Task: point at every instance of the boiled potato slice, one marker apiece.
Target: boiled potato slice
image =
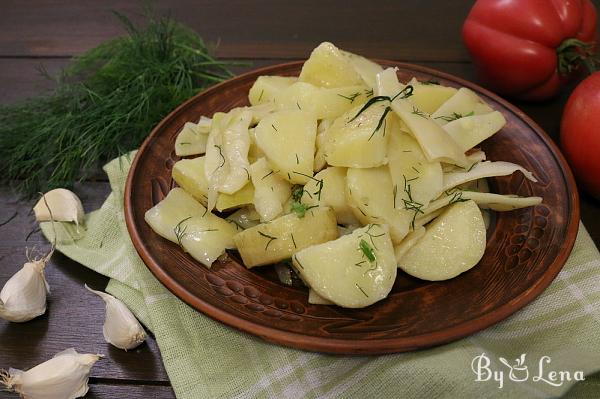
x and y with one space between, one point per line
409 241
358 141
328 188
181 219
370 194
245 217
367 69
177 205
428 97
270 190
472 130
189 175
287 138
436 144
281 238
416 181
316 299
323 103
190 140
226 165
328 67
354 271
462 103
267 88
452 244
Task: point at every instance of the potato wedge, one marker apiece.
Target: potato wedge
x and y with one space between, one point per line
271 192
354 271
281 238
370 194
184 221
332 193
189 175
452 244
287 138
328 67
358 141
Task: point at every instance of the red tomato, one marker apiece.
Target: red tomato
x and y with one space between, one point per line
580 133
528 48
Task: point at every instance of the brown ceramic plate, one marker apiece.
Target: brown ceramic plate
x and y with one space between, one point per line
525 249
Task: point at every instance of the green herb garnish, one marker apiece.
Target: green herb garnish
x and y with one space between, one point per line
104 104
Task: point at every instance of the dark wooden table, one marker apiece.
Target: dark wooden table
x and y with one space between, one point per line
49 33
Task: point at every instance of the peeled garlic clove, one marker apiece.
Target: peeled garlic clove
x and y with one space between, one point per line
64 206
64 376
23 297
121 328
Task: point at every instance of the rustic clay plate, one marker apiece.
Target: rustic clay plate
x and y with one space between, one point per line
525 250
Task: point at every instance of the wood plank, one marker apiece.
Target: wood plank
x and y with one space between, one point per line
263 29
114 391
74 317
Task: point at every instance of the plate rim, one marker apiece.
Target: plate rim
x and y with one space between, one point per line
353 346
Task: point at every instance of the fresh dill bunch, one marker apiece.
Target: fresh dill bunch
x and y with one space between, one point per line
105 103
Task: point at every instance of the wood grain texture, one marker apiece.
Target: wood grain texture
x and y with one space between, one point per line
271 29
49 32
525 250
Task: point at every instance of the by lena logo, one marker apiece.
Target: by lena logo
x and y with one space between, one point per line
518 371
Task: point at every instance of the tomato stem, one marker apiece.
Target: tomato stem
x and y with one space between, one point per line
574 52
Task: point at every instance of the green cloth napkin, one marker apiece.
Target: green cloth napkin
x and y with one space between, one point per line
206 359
--
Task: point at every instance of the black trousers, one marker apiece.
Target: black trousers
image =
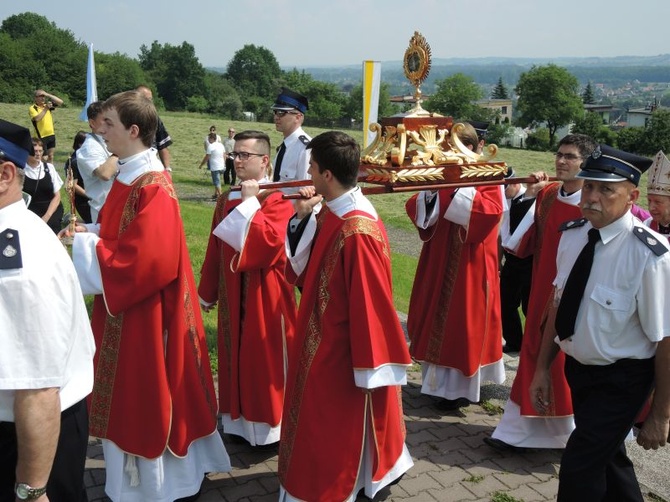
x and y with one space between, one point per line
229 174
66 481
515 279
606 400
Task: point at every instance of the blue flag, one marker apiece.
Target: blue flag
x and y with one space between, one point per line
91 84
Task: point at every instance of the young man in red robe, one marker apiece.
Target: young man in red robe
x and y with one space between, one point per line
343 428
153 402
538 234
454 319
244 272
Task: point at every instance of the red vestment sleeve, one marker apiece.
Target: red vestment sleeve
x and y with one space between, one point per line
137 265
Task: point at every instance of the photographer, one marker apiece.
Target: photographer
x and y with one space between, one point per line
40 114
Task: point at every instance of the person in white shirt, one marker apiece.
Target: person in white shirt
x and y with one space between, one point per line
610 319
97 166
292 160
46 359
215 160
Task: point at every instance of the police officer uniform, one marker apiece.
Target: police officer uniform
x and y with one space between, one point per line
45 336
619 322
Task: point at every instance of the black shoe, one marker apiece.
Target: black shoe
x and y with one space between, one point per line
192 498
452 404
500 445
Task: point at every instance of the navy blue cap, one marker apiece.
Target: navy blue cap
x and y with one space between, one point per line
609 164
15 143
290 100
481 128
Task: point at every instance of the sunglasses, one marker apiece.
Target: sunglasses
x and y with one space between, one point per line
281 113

## REQUIREMENT
Would you copy out exactly the lines above that start at the one containing "Target: potato wedge" and end at the one containing "Target: green herb garnish", inclusive?

## RESPONSE BOX
Target: potato wedge
x and y with one space between, one point per line
271 192
354 271
281 238
370 194
184 221
332 193
189 175
452 244
287 138
328 67
358 141
Task: point at every instance of the red tomato, one marker apiece.
Target: red tomato
x and y with one space between, one point per line
580 133
528 48
Task: point at every instance of the brown ceramic plate, one marker apiece.
Target: brown ceramic plate
x and y with one space between, one point per line
525 249
Task: point at every instance of the green herb garnish, one marker apiece.
Target: green herb garnish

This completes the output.